• _About this exercise_: Please copy exactly every line from the one that contains "I would be grateful if you could indicate the wave" to the end of the data below, with both ends included and no other lines.

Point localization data
BEGIN
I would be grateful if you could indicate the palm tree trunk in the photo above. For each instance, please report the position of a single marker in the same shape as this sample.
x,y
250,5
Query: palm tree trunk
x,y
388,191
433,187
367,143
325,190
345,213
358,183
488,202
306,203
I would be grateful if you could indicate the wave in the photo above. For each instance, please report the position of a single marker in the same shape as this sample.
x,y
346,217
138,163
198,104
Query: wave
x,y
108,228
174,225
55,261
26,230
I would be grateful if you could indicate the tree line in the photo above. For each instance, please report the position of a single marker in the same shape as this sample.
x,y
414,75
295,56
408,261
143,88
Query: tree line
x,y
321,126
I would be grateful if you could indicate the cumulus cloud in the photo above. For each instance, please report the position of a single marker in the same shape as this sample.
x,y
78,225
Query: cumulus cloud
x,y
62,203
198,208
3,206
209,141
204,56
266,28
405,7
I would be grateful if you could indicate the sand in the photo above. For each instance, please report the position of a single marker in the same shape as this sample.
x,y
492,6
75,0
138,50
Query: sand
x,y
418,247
END
• _Answer to this problem_:
I would be grateful if you could indicate the wave in the photo above. For each instance, please report the position of a single marker in the same shape as this sample.
x,y
346,217
138,163
198,104
Query: wave
x,y
108,228
174,225
55,261
26,230
I would be grateful if you could indicate the tree line in the photo above. For each instance, please report the position of a single marker in the same shape as this sample.
x,y
414,75
295,56
408,261
143,88
Query: tree line
x,y
321,126
I would be grateful if you could indicate the cumulus cloud in the photo above. For each instance, please report the position of a single marker in the same shape as this sample.
x,y
78,225
Query: cumulus cloud
x,y
62,203
198,208
3,206
209,141
204,56
266,28
405,7
I would be grateful if you could indicate the sand in the photo above. For each instance, please report the position of a single marker in the same shape as this sample.
x,y
492,6
75,0
138,50
Query: sand
x,y
418,247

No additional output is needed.